* Required tasks:
**A)** According to the article on James La Roche, which constituency did he represent in Parliament, and during which years?
**B)** Write the next part of the article on James La Roche, picking up after its final sentence.

* Text:
** BEGIN **

- Escutcheon of the Laroche baronets of Over
- Creation date: 1776
- Status: extinct
- Extinction date: 1804

= James La Roche =

English slave trader and politician

Sir James La Roche, 1st Baronet (24 June 1734 – September 1804), or Laroche, was an English slave trader and politician. He was a younger son of John LaRoche, Member of Parliament.

==Life==
La Roche became a Bristol slave trader, a partner with James Laroche the elder (died 1770), his uncle and a major figure there in the slave trade of the 1730s and 1740s, in James Laroche & Co. He was Sheriff of Bristol for 1764–5 and a master of the Society of Merchant Venturers in 1782–3.

La Roche represented Bodmin in Parliament between 1768 and 1780. He had financial troubles from the time of his first election, and he suffered bankruptcy in 1778.

** END **

[Object position labeling entries]
** BEGIN **

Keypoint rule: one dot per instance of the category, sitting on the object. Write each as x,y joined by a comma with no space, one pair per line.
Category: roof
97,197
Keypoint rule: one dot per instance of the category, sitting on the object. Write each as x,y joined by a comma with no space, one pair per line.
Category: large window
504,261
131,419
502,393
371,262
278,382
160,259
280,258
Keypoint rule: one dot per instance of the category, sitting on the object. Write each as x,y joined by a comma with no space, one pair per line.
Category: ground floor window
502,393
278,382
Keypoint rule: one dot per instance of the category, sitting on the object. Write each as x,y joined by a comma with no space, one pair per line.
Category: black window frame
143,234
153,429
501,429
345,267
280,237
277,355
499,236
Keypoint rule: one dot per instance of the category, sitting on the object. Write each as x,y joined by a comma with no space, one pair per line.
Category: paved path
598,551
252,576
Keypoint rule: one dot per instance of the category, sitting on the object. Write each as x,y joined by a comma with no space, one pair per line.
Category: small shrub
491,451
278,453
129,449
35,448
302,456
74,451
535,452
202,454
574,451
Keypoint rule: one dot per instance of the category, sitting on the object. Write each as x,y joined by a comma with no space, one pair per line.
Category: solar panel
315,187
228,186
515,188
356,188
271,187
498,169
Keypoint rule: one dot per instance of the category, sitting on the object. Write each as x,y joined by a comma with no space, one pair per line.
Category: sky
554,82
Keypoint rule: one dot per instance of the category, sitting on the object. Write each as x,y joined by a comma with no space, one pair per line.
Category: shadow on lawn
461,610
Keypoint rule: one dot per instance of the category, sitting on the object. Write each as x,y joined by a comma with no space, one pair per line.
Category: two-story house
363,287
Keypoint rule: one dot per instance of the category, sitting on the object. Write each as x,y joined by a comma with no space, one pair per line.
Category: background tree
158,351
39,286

** END **

* Answers provided:
**A)** He represented Bodmin between 1768 and 1780.

**B)**
In 1776 La Roche was created a baronet, of Over in the Parish of Aldmondbury in the County of Gloucester.

La Roche died in September 1804, aged 70, when the baronetcy became extinct.

==Property==
James La Roche inherited estates in Cornwall, from John Robartes, 4th Earl of Radnor, an associate of his father, in 1757. He purchased the Elizabethan mansion Over Court near Almondsbury, Gloucestershire. He had there two enslaved Africans as servants.

In 1774 La Roche mortgaged an estate in Antigua that had passed to him from his wife. The mortgage was held by the merchant Justinian Casamajor (1746–1820).

==Family==
La Roche married twice: firstly, in 1763 to Elizabeth, the daughter and heiress of John Yeamans of Antigua, widow of William Yeamans Archbould of Antigua and Bristol; she died in 1781. The couple had no children. He then remarried, and had one son, James.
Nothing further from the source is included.